Segment Start: DATA RECORDS
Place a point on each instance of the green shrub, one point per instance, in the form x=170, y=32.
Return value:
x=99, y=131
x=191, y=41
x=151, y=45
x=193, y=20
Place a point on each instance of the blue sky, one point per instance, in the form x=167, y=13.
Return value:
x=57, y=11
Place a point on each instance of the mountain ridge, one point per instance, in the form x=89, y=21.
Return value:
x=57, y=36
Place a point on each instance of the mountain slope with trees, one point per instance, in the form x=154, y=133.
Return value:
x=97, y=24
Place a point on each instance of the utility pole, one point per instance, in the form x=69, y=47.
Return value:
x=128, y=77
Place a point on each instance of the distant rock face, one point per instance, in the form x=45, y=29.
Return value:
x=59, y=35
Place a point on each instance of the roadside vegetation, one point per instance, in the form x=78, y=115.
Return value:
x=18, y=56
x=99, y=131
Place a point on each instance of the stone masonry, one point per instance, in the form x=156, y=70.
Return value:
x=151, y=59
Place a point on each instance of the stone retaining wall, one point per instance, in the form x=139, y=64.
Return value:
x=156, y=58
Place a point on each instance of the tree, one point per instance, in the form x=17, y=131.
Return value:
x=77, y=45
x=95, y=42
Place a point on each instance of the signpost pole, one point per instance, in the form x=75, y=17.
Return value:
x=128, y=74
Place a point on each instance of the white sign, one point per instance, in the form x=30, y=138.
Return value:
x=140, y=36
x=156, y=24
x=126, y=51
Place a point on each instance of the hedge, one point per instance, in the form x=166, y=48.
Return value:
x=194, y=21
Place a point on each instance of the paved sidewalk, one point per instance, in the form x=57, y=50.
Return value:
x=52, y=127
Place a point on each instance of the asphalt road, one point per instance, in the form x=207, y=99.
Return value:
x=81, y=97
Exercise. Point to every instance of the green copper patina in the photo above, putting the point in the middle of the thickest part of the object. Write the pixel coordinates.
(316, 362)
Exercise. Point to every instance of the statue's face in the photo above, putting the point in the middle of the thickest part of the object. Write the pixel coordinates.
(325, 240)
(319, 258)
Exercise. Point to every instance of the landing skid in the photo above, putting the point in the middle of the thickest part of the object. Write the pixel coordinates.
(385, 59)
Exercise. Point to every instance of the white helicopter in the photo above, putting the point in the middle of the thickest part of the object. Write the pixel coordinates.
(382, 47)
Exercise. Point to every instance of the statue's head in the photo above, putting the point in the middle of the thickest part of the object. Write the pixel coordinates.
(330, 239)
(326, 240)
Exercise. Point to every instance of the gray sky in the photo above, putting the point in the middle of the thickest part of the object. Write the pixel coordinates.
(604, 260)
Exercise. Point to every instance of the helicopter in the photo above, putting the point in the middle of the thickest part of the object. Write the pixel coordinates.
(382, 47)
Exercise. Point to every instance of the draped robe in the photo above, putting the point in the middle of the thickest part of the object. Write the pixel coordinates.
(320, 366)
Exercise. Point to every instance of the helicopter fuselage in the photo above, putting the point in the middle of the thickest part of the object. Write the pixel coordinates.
Segment End: DATA RECORDS
# INSTRUCTIONS TO FOLLOW
Once you have read the listing, copy it out exactly.

# ANSWER BELOW
Place a point on each instance of the green shrub, one point per instance, in the form x=170, y=32.
Return value:
x=99, y=131
x=191, y=41
x=151, y=45
x=193, y=20
Place a point on each instance of the blue sky, one point per instance, in the form x=167, y=13.
Return value:
x=57, y=11
Place a point on each instance of the mountain ridge, one point per instance, in the form x=89, y=21.
Return value:
x=57, y=36
Place a point on each instance of the mountain slope with trees, one point per instance, in the form x=154, y=133.
Return value:
x=97, y=24
Place a point on each instance of the utility pole, one point per instance, in the form x=69, y=47.
Return value:
x=128, y=77
Place a point on each instance of the distant rock face, one point per instance, in the form x=45, y=29.
Return value:
x=59, y=35
Place a point on each instance of the roadside vegetation, one point per instance, in the form x=78, y=115.
Return value:
x=18, y=56
x=99, y=131
Place a point on each instance of the stone masonry, one point per instance, in the form x=156, y=70.
Return value:
x=151, y=59
Place a point on each instance of the stone retaining wall, one point per instance, in the form x=139, y=64.
Return value:
x=156, y=58
Place a point on each instance of the tree, one point per instance, in the form x=17, y=131.
Return value:
x=77, y=45
x=95, y=42
Place a point on each instance of the signpost pole, one point per instance, in the form x=75, y=17.
Return value:
x=128, y=74
Place a point on each instance of the white sign, one point per instance, in the form x=30, y=138.
Return value:
x=140, y=36
x=156, y=24
x=126, y=51
Place a point on each instance of the hedge, one point per instance, in the form x=166, y=48.
Return value:
x=194, y=21
Place a point on each instance of the paved sidewalk, one point per instance, in the form x=57, y=50.
Return value:
x=52, y=127
Place a point on each instance of the asphalt road, one point per instance, in the form x=207, y=99.
Return value:
x=81, y=97
Exercise. Point to every instance of the green copper patina in the photo above, putting the point in the middle of the thickest part of the object. Write the pixel coordinates.
(316, 362)
Exercise. Point to every instance of the statue's face in the photo above, putting the point in the middle of the thickest part of the object. Write the pixel coordinates.
(325, 240)
(319, 258)
Exercise. Point to every instance of the landing skid in the photo above, putting the point in the middle of the thickest part of the object. Write the pixel coordinates.
(385, 59)
Exercise. Point to every instance of the white helicopter in the photo above, putting the point in the middle of the thickest part of the object. Write the pixel coordinates.
(382, 47)
Exercise. Point to every instance of the statue's head in the photo above, putting the point in the middle of the thickest part of the object. Write the pixel coordinates.
(330, 239)
(326, 240)
Exercise. Point to every instance of the gray sky in the photo above, putting the point in the middle of the thickest part of the object. Write the pixel coordinates.
(604, 260)
Exercise. Point to every instance of the helicopter in the photo above, putting the point in the middle of the thickest part of the object. Write the pixel coordinates.
(382, 47)
Exercise. Point to every instance of the draped robe in the photo above, putting the point in the middle of the thickest part of the object. Write the pixel coordinates.
(320, 366)
Exercise. Point to every instance of the helicopter fuselage in the photo above, putting the point in the middle of the thickest part of the object. Write the pixel coordinates.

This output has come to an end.